Saved items

------------

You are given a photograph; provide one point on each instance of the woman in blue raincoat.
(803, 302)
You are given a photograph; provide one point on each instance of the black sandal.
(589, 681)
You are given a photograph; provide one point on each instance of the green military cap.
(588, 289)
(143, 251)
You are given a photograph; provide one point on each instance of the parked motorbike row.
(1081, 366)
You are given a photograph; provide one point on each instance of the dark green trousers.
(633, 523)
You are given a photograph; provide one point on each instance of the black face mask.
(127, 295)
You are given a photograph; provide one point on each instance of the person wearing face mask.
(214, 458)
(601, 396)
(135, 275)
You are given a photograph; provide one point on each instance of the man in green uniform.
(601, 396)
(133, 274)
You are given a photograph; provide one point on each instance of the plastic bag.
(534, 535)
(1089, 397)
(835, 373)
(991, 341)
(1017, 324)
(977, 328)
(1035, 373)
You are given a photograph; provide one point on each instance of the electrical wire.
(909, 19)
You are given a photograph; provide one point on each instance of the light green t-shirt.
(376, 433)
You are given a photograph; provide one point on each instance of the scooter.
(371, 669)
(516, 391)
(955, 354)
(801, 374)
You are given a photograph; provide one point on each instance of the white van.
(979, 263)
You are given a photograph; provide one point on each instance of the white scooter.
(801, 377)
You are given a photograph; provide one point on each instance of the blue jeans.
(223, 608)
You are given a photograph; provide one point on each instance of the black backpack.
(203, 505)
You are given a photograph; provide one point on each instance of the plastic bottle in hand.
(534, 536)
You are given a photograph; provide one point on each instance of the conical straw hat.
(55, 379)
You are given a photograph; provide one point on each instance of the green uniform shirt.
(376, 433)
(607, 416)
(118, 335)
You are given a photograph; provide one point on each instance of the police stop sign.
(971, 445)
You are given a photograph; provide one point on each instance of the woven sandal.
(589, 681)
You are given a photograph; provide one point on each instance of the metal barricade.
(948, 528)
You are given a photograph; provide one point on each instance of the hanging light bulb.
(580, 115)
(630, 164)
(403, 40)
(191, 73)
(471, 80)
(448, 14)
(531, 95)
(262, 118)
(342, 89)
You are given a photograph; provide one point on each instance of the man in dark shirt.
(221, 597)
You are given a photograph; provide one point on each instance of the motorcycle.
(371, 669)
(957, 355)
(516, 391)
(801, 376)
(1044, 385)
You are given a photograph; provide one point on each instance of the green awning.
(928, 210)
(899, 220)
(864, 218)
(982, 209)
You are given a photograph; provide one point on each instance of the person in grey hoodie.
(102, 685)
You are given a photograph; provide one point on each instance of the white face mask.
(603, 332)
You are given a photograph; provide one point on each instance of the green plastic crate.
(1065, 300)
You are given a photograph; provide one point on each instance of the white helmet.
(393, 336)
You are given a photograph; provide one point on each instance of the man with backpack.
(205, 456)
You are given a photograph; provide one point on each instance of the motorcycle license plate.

------------

§ **INSTRUCTION**
Can you format the lines from the very first one up to and including the line with "(1081, 366)" as a Markdown table with the columns No. and Line, one numbered row per line and blank lines omitted?

§ **WRITTEN REPLY**
| No. | Line |
|---|---|
| 1 | You are given a photograph; provide one point on each instance of the woman in blue raincoat. |
| 2 | (803, 302) |
| 3 | You are given a photograph; provide one point on each instance of the black sandal. |
| 4 | (589, 681) |
| 5 | You are given a photograph; provide one point on each instance of the green military cap. |
| 6 | (588, 289) |
| 7 | (143, 251) |
| 8 | You are given a photograph; provide one point on each instance of the parked motorbike row. |
| 9 | (1081, 366) |